- SELECTED TEXT
Khawaja Fareed Government College
- Type: Public
- Established: 1954; 72 years ago
- Affiliations: Islamia University of Bahawalpur
- Principal: Khalid Mehmood
- Academic staff: Over 100
- Students: 7000
- Location: Rahim Yar Khan, Pakistan
- Campus: Urban and rural, 40 acres (16 ha);
- Colours: Red, white and blue
- Website: kfgc.edu.pk

= Khawaja Fareed Government College =

College in Punjab, Pakistan

Khawaja Fareed Government Post Graduate College, Rahim Yar Khan, located in the city Rahim Yar Khan in Punjab, Pakistan.

==History==
The state of Bahawalpur laid down the foundation of the college in the city's “Town Hall” in 1948. In its infancy, it consisted of only three rooms. The college was shifted to the present building in 1954. It became a degree college in 1962. A resolution was passed in the National Assembly in 1970 regarding its name. It was named after the famous Sufi Poet Khawaja Ghulam Fareed.

The classes for post graduate studies in English, Urdu, Economics and Political Science were introduced in 1995. In 2012 the college started 09 programs which include M.Sc. Physics, Chemistry, Botany, Zoology, Mathematics, M.A International Relations, Islamiat, M.Ed. and B.Ed. In 2017 & 2018 the college started 08 BS-04 Year Programs in the Subjects of Chemistry, Botany, Zoology, Physics, Mathematics, Economics, Urdu and English.

- SOURCE DATA
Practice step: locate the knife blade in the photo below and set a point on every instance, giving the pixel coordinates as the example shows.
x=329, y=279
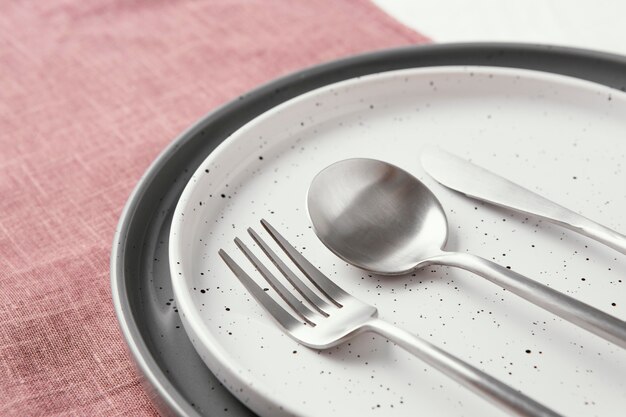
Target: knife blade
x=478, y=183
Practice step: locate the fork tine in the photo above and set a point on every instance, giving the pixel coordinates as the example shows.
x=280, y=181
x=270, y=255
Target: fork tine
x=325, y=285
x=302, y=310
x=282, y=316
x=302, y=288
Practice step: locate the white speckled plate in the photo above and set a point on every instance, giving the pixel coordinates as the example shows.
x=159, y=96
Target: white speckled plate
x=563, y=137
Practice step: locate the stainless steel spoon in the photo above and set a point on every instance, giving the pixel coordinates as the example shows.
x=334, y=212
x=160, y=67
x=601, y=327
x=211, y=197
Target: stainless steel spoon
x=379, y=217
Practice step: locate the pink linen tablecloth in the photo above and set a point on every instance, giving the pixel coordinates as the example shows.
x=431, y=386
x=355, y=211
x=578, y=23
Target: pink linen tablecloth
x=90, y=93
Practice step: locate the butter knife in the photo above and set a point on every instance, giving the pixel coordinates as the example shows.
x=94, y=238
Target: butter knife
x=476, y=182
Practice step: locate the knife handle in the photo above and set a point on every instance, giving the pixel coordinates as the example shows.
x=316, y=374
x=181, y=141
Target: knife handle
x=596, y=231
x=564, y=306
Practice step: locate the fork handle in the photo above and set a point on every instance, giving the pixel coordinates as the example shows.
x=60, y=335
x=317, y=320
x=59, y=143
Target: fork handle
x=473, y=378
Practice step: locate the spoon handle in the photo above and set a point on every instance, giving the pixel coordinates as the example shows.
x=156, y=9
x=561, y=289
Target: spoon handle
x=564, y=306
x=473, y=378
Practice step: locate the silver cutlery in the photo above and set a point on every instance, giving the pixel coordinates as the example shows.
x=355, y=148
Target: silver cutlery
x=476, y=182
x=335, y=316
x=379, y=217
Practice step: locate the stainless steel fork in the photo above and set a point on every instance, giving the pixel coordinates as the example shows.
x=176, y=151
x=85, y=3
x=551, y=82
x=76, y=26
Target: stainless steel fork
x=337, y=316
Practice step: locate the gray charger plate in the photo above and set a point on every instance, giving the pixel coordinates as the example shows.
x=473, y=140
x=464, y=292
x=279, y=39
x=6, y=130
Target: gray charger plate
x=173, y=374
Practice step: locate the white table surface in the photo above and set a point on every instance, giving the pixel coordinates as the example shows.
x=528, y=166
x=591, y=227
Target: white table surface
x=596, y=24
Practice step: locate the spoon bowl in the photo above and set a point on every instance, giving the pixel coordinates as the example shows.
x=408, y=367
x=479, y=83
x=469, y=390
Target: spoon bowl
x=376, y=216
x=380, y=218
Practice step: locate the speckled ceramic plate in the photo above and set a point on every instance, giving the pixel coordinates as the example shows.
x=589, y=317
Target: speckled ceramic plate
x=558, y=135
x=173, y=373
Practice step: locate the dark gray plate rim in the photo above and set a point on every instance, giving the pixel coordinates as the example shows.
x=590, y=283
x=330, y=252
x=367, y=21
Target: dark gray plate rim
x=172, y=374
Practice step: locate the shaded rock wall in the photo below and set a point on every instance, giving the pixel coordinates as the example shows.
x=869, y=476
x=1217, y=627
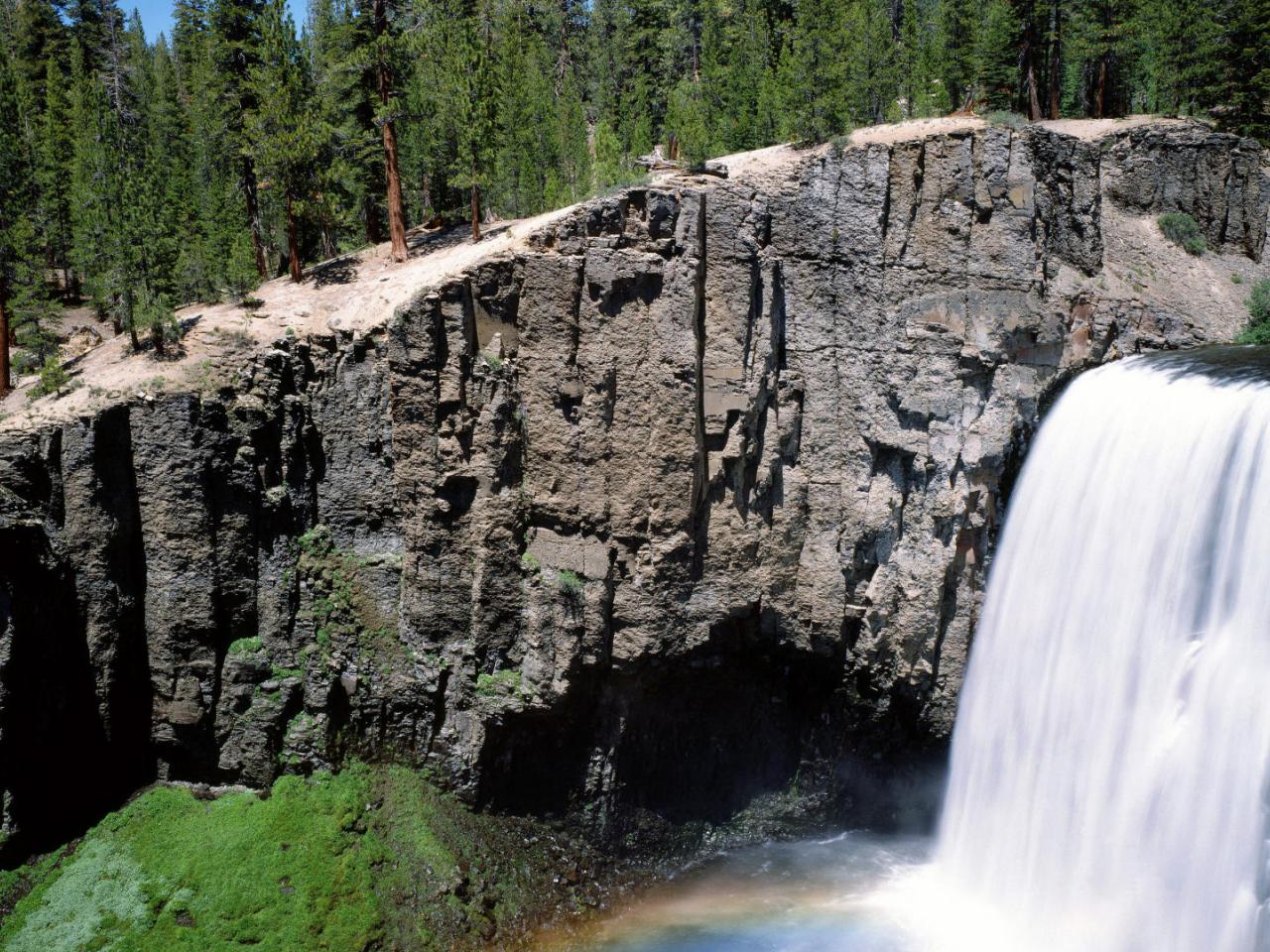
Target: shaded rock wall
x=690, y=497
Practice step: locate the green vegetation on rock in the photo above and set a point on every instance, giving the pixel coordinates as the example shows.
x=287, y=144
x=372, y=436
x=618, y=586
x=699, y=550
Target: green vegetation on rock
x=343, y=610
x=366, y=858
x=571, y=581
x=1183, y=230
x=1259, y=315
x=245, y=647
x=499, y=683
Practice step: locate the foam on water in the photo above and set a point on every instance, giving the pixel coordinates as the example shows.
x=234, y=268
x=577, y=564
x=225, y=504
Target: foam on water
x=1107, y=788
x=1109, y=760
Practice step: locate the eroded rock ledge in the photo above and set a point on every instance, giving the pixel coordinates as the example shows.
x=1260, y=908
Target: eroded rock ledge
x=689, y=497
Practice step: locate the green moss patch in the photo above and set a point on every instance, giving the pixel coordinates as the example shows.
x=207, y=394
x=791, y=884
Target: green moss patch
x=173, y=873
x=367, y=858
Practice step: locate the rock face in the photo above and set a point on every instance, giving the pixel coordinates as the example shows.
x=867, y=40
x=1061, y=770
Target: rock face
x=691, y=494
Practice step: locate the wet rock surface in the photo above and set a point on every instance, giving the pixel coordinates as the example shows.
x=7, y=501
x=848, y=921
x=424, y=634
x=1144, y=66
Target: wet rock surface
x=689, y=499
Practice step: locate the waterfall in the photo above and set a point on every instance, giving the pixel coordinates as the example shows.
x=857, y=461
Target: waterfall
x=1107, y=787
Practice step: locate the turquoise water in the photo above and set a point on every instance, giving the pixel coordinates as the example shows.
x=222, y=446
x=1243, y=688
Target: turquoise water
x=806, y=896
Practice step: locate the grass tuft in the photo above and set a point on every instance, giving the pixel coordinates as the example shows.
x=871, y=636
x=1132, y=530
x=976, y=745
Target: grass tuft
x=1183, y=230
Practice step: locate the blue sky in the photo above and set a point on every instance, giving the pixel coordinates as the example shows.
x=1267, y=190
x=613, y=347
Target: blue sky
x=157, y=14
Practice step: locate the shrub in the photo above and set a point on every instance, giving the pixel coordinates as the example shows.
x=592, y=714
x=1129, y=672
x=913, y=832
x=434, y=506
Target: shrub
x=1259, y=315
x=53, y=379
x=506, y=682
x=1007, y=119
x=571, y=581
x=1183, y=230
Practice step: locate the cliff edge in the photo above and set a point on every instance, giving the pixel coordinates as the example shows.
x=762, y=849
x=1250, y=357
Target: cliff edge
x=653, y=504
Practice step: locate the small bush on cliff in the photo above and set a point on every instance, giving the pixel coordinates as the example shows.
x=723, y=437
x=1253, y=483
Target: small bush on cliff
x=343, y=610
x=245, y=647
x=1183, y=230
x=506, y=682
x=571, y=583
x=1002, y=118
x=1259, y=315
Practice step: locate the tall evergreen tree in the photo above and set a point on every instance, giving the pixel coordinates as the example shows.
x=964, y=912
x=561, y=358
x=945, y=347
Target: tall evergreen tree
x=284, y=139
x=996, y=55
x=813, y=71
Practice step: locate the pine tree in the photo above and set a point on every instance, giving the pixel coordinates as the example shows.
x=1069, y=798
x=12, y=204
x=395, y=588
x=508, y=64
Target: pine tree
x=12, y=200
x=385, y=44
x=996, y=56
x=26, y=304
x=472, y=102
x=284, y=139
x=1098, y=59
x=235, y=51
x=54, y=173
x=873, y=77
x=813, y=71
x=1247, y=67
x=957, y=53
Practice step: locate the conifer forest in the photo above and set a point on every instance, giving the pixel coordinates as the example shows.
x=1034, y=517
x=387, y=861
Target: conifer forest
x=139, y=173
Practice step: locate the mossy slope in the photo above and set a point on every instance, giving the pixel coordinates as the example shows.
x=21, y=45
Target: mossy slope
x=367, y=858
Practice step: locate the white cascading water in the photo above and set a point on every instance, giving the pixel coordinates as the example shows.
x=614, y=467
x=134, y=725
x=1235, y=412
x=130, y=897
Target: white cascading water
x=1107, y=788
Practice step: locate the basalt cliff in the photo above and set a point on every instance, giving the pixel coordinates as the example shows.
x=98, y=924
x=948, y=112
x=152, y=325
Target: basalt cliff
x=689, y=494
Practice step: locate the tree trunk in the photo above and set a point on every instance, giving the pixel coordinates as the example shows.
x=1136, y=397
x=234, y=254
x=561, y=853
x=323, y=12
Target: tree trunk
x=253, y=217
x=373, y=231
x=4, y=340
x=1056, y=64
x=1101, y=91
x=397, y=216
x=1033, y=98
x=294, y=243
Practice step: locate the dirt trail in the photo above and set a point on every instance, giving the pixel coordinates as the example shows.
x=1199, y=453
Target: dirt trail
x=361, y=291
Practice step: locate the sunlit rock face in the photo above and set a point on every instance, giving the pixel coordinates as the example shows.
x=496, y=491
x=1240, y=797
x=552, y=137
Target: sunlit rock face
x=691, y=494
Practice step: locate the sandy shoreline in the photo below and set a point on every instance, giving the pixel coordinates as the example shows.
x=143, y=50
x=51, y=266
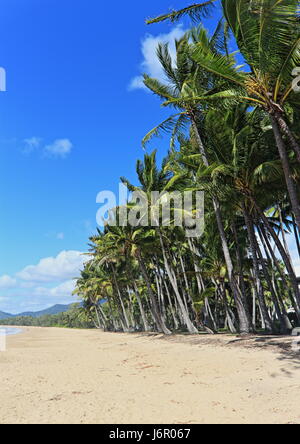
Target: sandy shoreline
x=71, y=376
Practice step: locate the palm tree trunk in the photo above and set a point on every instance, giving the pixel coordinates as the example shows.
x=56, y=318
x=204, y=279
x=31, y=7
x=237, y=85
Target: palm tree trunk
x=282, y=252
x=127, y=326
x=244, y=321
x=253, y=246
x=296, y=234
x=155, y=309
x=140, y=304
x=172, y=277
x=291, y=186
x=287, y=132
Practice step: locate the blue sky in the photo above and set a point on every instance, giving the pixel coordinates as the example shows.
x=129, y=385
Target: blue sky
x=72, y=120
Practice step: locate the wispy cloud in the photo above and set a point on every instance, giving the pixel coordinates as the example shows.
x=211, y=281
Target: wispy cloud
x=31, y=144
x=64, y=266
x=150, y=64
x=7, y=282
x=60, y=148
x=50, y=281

- WORK ITEM A
According to the article on Khawaja Fareed Government College, in what year did the college become a degree college?
- WORK ITEM B
Continue the article on Khawaja Fareed Government College from its last sentence.

- RESPONSE AREA A
1962

- RESPONSE AREA B
==Programs offered==
Intermediate Classes (Only for Boys)
- F. Sc. (Pre-Medical)
- F. Sc. (Pre- Engineering)
- F. A. (All Combinations of Arts Subjects)
- I.C.S (All Combinations)
02 Year Degree Programs (After Intermediate) ( Only for Boys)
- B.Sc. (Pre-Engineering)
- B.Sc. (Zoology, Botany, Chemistry)
- B.A. (All Combinations of Arts Subjects)
- B.Sc. Computer Sciences
Postgraduate 02 Year Programs (After Graduation) Co-Education
- M.A English (2 years)
- M.A Economics (2 years)
- M.A Political Science (2 years)
- M.A Urdu (2 years)
- M.A International Relations (IR) (2 Years)
- M.Sc. Botany (2 years)
- M.Sc. Zoology (2 years)
- M.Sc. Physics (2 years)
- M.Sc. Chemistry (2 years)
- M.Sc. Mathematics (2 years)
- B.Ed. (1.5 year 03 Semesters, After Post-graduation)
- M.Ed. (1 year)
BS 04 Year Programs After Intermediate (Co-Education)
- BS Chemistry (4 years)
- BS Zoology (4 years)
- BS Mathematics (4 years)
- BS Botany (4 years)
- BS Physics (4 years)
- BS Computer Science (4 years)
- BS Economics (4 years)
- BS English (4 years)
- BS Urdu (4 years)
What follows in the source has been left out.